● The input
-- start --

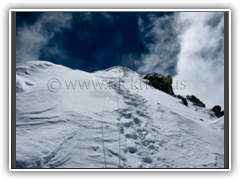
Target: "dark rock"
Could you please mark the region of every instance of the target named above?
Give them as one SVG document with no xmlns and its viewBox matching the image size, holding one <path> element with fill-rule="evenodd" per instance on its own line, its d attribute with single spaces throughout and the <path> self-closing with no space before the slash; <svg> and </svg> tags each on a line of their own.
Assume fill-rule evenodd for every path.
<svg viewBox="0 0 240 180">
<path fill-rule="evenodd" d="M 221 106 L 216 105 L 212 108 L 212 111 L 214 111 L 214 113 L 217 117 L 222 117 L 222 116 L 224 116 L 224 111 L 221 111 L 221 109 L 222 109 Z"/>
<path fill-rule="evenodd" d="M 157 73 L 150 73 L 146 74 L 143 79 L 148 79 L 149 84 L 152 85 L 154 88 L 174 96 L 171 75 L 165 77 Z"/>
<path fill-rule="evenodd" d="M 183 104 L 184 104 L 185 106 L 188 106 L 188 102 L 187 102 L 186 98 L 184 98 L 184 97 L 182 97 L 182 96 L 180 96 L 180 95 L 177 95 L 177 97 L 182 100 L 182 102 L 183 102 Z"/>
<path fill-rule="evenodd" d="M 200 101 L 196 96 L 187 96 L 187 98 L 194 103 L 194 105 L 200 106 L 200 107 L 205 107 L 205 104 Z"/>
</svg>

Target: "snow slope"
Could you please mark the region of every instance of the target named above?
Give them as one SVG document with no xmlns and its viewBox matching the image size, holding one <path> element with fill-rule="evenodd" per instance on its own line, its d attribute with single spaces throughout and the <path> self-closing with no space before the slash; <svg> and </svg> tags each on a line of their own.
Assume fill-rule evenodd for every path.
<svg viewBox="0 0 240 180">
<path fill-rule="evenodd" d="M 17 168 L 223 168 L 224 117 L 188 104 L 121 66 L 17 64 Z"/>
</svg>

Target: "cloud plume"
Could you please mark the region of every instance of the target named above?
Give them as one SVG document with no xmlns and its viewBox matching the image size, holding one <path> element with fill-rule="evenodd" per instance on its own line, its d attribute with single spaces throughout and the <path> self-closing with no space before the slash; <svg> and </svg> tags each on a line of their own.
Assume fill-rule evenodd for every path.
<svg viewBox="0 0 240 180">
<path fill-rule="evenodd" d="M 219 104 L 224 109 L 224 13 L 176 12 L 149 15 L 148 21 L 138 20 L 149 50 L 138 71 L 171 74 L 173 83 L 186 82 L 176 94 L 194 94 L 207 107 Z"/>
<path fill-rule="evenodd" d="M 56 33 L 71 28 L 71 20 L 71 13 L 46 12 L 42 13 L 34 24 L 24 24 L 18 27 L 16 37 L 17 62 L 39 59 L 41 50 Z M 56 47 L 47 50 L 49 53 L 59 53 L 60 50 Z"/>
</svg>

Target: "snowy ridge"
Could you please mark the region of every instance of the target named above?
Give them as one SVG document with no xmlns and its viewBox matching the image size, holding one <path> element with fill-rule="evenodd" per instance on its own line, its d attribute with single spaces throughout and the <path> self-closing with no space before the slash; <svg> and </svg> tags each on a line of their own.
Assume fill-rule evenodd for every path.
<svg viewBox="0 0 240 180">
<path fill-rule="evenodd" d="M 107 168 L 223 168 L 224 117 L 146 84 L 75 83 L 141 80 L 121 68 L 86 73 L 44 61 L 17 65 L 17 168 L 104 168 L 102 141 Z M 61 83 L 57 92 L 48 89 L 52 78 Z"/>
</svg>

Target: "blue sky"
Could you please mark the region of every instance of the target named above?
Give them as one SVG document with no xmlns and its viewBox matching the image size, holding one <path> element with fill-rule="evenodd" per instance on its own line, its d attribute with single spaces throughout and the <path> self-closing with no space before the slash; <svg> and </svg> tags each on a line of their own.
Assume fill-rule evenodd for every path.
<svg viewBox="0 0 240 180">
<path fill-rule="evenodd" d="M 114 65 L 136 70 L 134 61 L 148 53 L 138 18 L 147 22 L 149 14 L 172 13 L 17 12 L 17 62 L 36 58 L 88 72 Z"/>
<path fill-rule="evenodd" d="M 17 62 L 170 74 L 186 85 L 176 94 L 224 109 L 223 12 L 17 12 L 16 23 Z"/>
</svg>

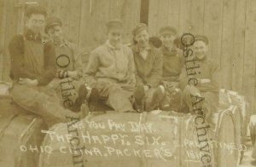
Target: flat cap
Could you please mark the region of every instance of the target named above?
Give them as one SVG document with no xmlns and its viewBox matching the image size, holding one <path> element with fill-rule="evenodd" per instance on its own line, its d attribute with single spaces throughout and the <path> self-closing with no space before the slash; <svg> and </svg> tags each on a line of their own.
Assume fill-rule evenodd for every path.
<svg viewBox="0 0 256 167">
<path fill-rule="evenodd" d="M 147 25 L 144 23 L 138 23 L 132 29 L 132 35 L 136 36 L 138 32 L 140 32 L 143 30 L 148 30 Z"/>
<path fill-rule="evenodd" d="M 45 32 L 48 32 L 49 28 L 54 26 L 62 26 L 62 21 L 58 17 L 49 17 L 45 21 Z"/>
<path fill-rule="evenodd" d="M 31 7 L 28 7 L 27 9 L 26 10 L 25 15 L 26 17 L 29 17 L 32 14 L 44 14 L 44 17 L 47 16 L 46 9 L 44 7 L 42 7 L 42 6 L 31 6 Z"/>
<path fill-rule="evenodd" d="M 111 20 L 106 24 L 108 31 L 110 29 L 122 29 L 123 22 L 120 20 Z"/>
<path fill-rule="evenodd" d="M 203 36 L 203 35 L 196 35 L 196 36 L 195 36 L 195 41 L 202 41 L 207 45 L 208 45 L 208 43 L 209 43 L 208 38 L 206 36 Z"/>
<path fill-rule="evenodd" d="M 166 26 L 163 26 L 160 29 L 159 34 L 160 36 L 164 35 L 164 34 L 177 34 L 177 31 L 174 27 Z"/>
</svg>

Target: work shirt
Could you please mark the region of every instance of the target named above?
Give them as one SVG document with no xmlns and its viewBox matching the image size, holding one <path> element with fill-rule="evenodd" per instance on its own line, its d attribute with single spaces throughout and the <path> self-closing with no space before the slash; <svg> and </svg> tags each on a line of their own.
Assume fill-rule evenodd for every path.
<svg viewBox="0 0 256 167">
<path fill-rule="evenodd" d="M 192 66 L 199 66 L 198 68 L 192 70 L 186 70 L 185 66 L 183 68 L 180 76 L 180 86 L 182 89 L 189 84 L 188 73 L 196 72 L 195 75 L 190 75 L 190 78 L 195 78 L 198 79 L 198 84 L 195 86 L 201 92 L 212 92 L 218 93 L 219 89 L 219 68 L 218 64 L 212 59 L 205 56 L 202 59 L 195 58 L 195 65 L 193 62 L 187 63 L 187 68 Z M 201 84 L 200 79 L 210 79 L 210 83 Z M 193 83 L 191 81 L 190 83 Z M 192 84 L 194 85 L 194 84 Z"/>
<path fill-rule="evenodd" d="M 182 50 L 176 47 L 169 50 L 165 46 L 162 46 L 160 49 L 163 55 L 162 81 L 178 82 L 184 64 Z"/>
<path fill-rule="evenodd" d="M 37 79 L 38 85 L 46 85 L 55 75 L 55 52 L 53 43 L 43 43 L 42 37 L 31 30 L 15 35 L 9 45 L 11 59 L 10 78 Z"/>
<path fill-rule="evenodd" d="M 147 49 L 148 56 L 143 59 L 137 44 L 132 46 L 131 49 L 134 55 L 137 84 L 143 84 L 150 87 L 156 87 L 160 84 L 163 71 L 161 52 L 150 45 Z"/>
<path fill-rule="evenodd" d="M 77 71 L 83 74 L 81 55 L 73 43 L 63 40 L 61 44 L 55 45 L 56 65 L 58 70 Z"/>
<path fill-rule="evenodd" d="M 135 66 L 131 49 L 123 44 L 114 48 L 107 41 L 90 53 L 85 78 L 89 84 L 105 81 L 134 87 Z"/>
</svg>

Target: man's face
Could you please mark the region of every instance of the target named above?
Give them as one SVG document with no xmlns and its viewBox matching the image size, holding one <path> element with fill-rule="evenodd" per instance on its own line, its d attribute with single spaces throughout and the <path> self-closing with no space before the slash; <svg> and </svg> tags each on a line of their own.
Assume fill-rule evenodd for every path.
<svg viewBox="0 0 256 167">
<path fill-rule="evenodd" d="M 108 32 L 108 39 L 113 47 L 118 47 L 122 42 L 122 33 L 121 29 L 110 29 Z"/>
<path fill-rule="evenodd" d="M 143 30 L 136 34 L 134 39 L 141 47 L 146 47 L 149 43 L 149 35 L 147 30 Z"/>
<path fill-rule="evenodd" d="M 173 44 L 175 35 L 172 33 L 166 33 L 160 36 L 160 40 L 165 47 L 171 47 Z"/>
<path fill-rule="evenodd" d="M 42 14 L 32 14 L 26 21 L 27 28 L 34 33 L 39 33 L 44 31 L 45 18 Z"/>
<path fill-rule="evenodd" d="M 206 56 L 208 47 L 202 41 L 195 41 L 194 43 L 194 53 L 198 59 L 202 59 Z"/>
<path fill-rule="evenodd" d="M 59 43 L 62 41 L 62 28 L 61 26 L 53 26 L 49 28 L 47 32 L 48 35 L 55 43 Z"/>
</svg>

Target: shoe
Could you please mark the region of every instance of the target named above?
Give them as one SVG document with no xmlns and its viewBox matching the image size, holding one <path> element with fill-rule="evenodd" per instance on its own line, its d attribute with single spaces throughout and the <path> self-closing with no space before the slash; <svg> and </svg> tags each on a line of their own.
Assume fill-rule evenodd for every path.
<svg viewBox="0 0 256 167">
<path fill-rule="evenodd" d="M 138 112 L 143 111 L 143 97 L 145 96 L 145 91 L 143 85 L 139 85 L 136 88 L 133 93 L 134 100 L 135 100 L 135 108 Z"/>
<path fill-rule="evenodd" d="M 73 112 L 78 112 L 81 110 L 82 104 L 84 103 L 86 100 L 88 90 L 84 84 L 82 84 L 79 89 L 79 97 L 76 99 L 73 106 L 71 107 Z"/>
<path fill-rule="evenodd" d="M 88 99 L 89 110 L 90 112 L 95 112 L 96 110 L 99 100 L 100 94 L 96 89 L 93 88 Z"/>
</svg>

-- end --

Reproduce the rows starting at the line containing "Target: shoe" and ending with the last line of the rows, substituting "area" for "region" and changing nothing else.

● Exercise solution
Target: shoe
Could you please mark the area of every instance of the target named above?
Give them as one SVG document with no xmlns and its viewBox matching the image size, holding one <path> element with fill-rule="evenodd" per instance on its own line, its d attribute with single spaces throughout and the <path> self-closing with no space before the slash; <svg> and </svg> tags each on a line of their own.
Assume fill-rule evenodd for every path.
<svg viewBox="0 0 256 167">
<path fill-rule="evenodd" d="M 138 112 L 143 111 L 143 97 L 145 96 L 145 91 L 143 85 L 139 85 L 136 88 L 133 93 L 134 100 L 135 100 L 135 108 Z"/>
<path fill-rule="evenodd" d="M 73 112 L 78 112 L 81 110 L 82 104 L 84 103 L 86 100 L 88 90 L 84 84 L 82 84 L 79 89 L 79 97 L 76 99 L 73 106 L 71 107 Z"/>
<path fill-rule="evenodd" d="M 88 99 L 89 110 L 90 112 L 95 112 L 96 110 L 99 100 L 100 94 L 96 89 L 93 88 Z"/>
</svg>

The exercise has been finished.